**Work task:** Report back each line of the records that contains the string "crowd".

[Collected data entries]
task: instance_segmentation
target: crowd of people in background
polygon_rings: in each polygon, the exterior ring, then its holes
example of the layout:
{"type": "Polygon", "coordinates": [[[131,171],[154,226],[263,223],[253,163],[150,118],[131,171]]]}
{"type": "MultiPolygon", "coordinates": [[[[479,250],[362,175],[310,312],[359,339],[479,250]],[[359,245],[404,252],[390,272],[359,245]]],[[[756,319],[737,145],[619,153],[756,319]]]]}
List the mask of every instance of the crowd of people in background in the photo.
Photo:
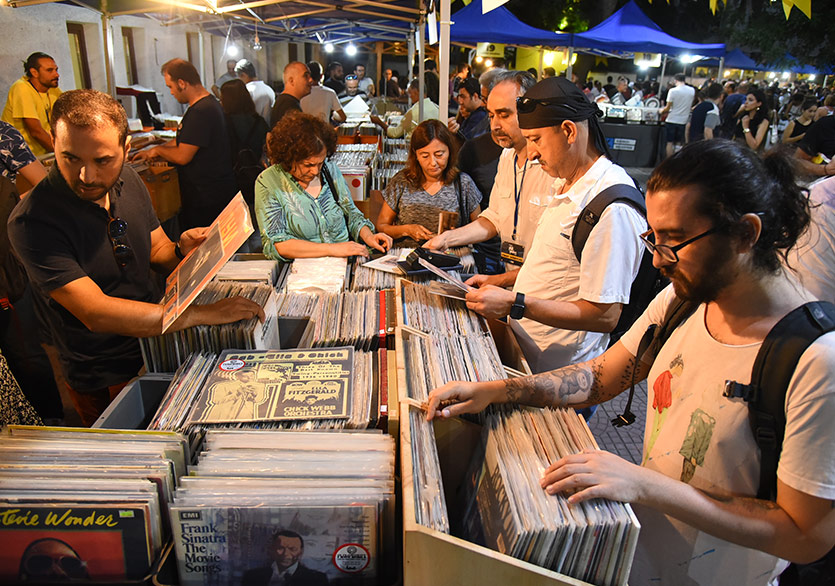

**Solved exercise:**
target: crowd of people in background
List the mask of every instance of the crowd of people in background in the photo.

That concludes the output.